Assignment >> Copy every line of the records that includes the word "below".

Source material >>

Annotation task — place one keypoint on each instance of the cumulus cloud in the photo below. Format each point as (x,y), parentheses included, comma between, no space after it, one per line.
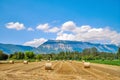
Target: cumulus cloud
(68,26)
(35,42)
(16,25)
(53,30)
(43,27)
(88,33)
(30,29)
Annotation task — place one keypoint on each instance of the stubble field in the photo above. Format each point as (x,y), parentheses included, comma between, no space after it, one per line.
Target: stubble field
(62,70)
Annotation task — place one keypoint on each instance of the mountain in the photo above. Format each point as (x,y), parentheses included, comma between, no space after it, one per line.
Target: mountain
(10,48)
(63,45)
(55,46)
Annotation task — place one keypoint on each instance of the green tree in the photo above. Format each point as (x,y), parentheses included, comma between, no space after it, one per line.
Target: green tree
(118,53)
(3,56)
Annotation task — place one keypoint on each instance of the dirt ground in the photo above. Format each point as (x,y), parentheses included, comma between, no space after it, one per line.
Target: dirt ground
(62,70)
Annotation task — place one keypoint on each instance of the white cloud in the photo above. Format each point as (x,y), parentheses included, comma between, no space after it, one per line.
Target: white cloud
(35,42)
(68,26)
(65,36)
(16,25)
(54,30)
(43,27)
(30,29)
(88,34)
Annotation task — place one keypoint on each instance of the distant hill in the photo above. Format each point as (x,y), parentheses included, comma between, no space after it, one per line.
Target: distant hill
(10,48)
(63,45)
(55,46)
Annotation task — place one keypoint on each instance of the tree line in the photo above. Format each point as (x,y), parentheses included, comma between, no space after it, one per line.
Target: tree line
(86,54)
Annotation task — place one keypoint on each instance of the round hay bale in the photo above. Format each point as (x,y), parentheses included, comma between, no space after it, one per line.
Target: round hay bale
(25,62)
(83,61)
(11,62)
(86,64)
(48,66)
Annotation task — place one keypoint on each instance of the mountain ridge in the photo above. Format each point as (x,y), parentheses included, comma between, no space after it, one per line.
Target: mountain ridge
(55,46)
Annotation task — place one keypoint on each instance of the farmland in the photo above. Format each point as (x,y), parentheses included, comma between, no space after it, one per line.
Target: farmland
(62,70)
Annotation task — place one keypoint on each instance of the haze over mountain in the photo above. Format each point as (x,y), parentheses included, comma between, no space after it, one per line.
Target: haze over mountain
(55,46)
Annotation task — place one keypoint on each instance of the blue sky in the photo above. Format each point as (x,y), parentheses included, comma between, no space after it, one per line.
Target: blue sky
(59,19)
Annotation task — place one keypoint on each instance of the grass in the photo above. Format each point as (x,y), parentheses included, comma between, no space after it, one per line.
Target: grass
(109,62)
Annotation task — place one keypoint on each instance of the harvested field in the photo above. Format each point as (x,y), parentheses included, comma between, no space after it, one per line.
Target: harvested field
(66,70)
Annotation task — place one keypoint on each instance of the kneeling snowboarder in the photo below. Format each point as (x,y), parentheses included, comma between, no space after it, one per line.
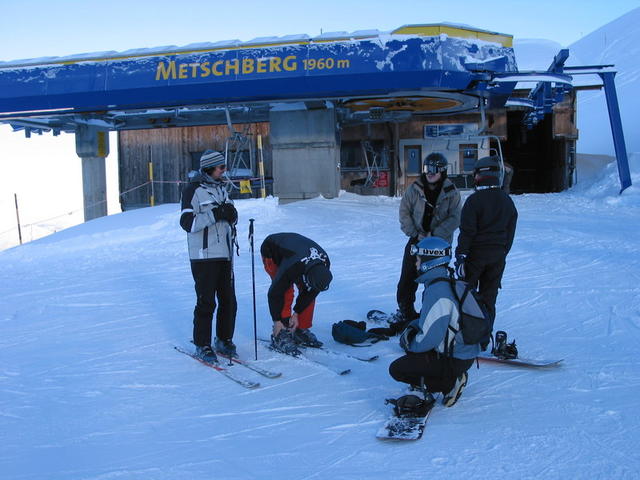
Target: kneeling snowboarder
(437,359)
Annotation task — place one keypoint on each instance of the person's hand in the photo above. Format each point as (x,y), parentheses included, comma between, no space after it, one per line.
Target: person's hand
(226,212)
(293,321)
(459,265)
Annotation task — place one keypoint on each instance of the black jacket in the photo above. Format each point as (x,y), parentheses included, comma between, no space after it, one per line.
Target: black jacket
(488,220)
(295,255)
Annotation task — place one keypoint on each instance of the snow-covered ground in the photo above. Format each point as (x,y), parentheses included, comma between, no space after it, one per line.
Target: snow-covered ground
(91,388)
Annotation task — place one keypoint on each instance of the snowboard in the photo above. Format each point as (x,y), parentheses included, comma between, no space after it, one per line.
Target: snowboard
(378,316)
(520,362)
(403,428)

==

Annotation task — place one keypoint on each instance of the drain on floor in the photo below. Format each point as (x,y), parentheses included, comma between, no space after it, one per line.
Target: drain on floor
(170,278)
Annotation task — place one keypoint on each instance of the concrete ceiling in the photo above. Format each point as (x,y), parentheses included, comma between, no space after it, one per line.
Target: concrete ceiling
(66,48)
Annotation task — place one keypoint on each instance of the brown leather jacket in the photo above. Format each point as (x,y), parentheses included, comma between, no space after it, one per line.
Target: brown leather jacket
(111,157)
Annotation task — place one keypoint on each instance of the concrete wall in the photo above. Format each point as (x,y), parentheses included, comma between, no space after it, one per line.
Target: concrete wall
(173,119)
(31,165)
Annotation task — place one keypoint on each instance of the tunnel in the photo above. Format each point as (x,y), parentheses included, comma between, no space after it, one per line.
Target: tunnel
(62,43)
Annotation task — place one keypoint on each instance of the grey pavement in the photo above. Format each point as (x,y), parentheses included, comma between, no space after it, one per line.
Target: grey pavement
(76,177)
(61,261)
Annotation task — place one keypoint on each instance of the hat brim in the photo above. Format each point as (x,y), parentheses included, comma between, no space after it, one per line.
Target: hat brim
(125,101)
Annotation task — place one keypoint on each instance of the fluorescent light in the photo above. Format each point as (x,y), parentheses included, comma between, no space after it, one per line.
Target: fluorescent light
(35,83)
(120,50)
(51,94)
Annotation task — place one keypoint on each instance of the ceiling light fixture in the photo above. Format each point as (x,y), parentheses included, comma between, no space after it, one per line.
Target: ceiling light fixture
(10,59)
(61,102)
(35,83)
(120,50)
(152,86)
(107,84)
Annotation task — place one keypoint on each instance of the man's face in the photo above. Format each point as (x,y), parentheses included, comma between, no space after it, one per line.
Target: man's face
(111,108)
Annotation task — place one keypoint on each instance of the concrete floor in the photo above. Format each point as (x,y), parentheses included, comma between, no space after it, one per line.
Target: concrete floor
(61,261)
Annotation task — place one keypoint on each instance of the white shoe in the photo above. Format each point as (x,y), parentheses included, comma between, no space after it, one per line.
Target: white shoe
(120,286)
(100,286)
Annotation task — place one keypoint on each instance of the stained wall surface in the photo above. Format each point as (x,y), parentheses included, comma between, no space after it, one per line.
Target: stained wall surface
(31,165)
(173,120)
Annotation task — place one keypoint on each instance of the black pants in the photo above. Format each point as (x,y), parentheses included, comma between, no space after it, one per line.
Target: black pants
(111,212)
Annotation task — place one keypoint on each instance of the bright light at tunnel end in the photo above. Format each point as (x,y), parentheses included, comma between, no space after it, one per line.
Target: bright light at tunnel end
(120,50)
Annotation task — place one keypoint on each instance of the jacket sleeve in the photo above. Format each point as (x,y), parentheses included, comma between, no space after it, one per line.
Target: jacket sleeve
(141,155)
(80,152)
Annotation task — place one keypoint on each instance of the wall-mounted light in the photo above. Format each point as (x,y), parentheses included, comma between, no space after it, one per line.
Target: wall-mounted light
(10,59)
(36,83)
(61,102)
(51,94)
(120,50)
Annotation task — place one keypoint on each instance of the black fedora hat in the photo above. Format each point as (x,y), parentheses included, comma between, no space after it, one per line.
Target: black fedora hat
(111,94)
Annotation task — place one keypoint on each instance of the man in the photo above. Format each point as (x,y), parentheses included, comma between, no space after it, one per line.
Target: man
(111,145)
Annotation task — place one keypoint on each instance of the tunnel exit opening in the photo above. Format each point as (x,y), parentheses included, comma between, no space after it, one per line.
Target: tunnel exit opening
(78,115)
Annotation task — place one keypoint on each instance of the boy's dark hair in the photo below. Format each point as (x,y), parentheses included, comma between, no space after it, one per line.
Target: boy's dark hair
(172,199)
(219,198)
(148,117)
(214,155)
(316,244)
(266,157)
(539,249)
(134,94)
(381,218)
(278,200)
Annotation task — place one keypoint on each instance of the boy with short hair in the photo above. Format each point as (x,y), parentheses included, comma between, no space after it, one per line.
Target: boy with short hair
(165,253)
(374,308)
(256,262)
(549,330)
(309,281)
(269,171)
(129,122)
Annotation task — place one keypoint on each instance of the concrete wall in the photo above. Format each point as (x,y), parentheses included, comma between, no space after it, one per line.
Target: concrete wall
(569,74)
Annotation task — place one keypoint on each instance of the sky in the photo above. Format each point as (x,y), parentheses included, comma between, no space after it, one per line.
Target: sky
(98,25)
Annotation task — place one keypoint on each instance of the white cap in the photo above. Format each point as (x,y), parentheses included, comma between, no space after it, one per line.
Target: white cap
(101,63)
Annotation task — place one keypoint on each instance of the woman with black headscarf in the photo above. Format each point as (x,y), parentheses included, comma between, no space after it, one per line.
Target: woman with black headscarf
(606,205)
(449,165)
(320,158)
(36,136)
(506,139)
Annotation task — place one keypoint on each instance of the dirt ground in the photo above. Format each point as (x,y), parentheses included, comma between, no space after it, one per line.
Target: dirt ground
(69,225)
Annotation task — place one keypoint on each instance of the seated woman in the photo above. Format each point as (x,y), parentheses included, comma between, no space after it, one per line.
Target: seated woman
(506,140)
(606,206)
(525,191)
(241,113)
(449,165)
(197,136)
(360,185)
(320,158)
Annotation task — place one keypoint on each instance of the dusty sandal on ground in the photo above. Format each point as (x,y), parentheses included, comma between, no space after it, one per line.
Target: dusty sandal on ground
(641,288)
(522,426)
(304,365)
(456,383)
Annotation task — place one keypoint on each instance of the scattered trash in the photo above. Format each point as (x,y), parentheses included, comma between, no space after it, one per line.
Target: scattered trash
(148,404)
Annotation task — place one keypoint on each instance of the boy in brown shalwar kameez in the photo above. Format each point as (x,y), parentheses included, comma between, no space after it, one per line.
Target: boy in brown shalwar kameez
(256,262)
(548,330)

Answer section >>
Annotation task — place one keypoint on each instance of the cumulus cloud in the photo below. Format each point as (x,y), parentheses included, comma between, no space after it, one per line.
Annotation task — place one keypoint on each instance of the kneeling snowboarder in the photo below. Format each point as (x,y), parentheses included, comma between, no space after it, one per line.
Annotation task — place one keypoint on each instance of the drain on floor in the photo below. Format each point as (x,y), parentheses included, comma between, no space after it, one per line.
Annotation task — place one keypoint on each instance of the boy's dark hair in the photo below. Format each point as (x,y), parentheses included, comma between, no space after it, one per line.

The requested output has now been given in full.